(Beginning of Passage)
I'm honestly wondering why I decided to study English and French literature. I've learnt altogether very little, save, thank God, for my semester in absurdist theatre, which brought on details on all sorts of interesting things that had been touched upon in high school, like absurdism, of course, surrealism, exile literature, because the 20th century is far more awesome than most will give it credit for. Unfortunately, most of the rest of my last two years have been literary theory obscurantism and creative writing classes shared with that one girl who wants to write about her dog when she goes shopping, the other girl talking about surreptitious blowjobs in taxis after nights swinging, the emo kid in a beanie with a hard on for Radiohead and writes about his docile, faceless girlfriend resting on his arm because, jee golly, traffic is tough shit and the rest trying to rip off the faux-clever and clinically stupifying style of The Matrix or the clueless and turgid passion plays in soap operas. You know, the filth you find on most plain-view book racks these days.
(End of Passage)
(Beginning of Recorded data)
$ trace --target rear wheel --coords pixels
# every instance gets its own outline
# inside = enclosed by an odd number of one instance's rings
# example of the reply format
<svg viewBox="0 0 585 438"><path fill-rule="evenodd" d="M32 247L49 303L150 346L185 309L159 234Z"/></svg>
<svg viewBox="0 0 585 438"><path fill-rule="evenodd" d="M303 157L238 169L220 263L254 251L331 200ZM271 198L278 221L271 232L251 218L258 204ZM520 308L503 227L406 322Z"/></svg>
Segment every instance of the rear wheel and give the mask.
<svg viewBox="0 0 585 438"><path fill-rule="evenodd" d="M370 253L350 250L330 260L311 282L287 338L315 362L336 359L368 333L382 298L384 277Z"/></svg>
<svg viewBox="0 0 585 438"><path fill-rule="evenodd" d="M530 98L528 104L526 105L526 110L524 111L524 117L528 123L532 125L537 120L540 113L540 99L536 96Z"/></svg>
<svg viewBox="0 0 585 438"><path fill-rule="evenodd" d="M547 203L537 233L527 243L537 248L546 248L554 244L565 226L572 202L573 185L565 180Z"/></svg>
(End of Recorded data)
Your task ::
Copy out the complaint about studying English and French literature above, word for word and in full.

Solution to the exercise ::
I'm honestly wondering why I decided to study English and French literature. I've learnt altogether very little, save, thank God, for my semester in absurdist theatre, which brought on details on all sorts of interesting things that had been touched upon in high school, like absurdism, of course, surrealism, exile literature, because the 20th century is far more awesome than most will give it credit for. Unfortunately, most of the rest of my last two years have been literary theory obscurantism and creative writing classes shared with that one girl who wants to write about her dog when she goes shopping, the other girl talking about surreptitious blowjobs in taxis after nights swinging, the emo kid in a beanie with a hard on for Radiohead and writes about his docile, faceless girlfriend resting on his arm because, jee golly, traffic is tough shit and the rest trying to rip off the faux-clever and clinically stupifying style of The Matrix or the clueless and turgid passion plays in soap operas. You know, the filth you find on most plain-view book racks these days.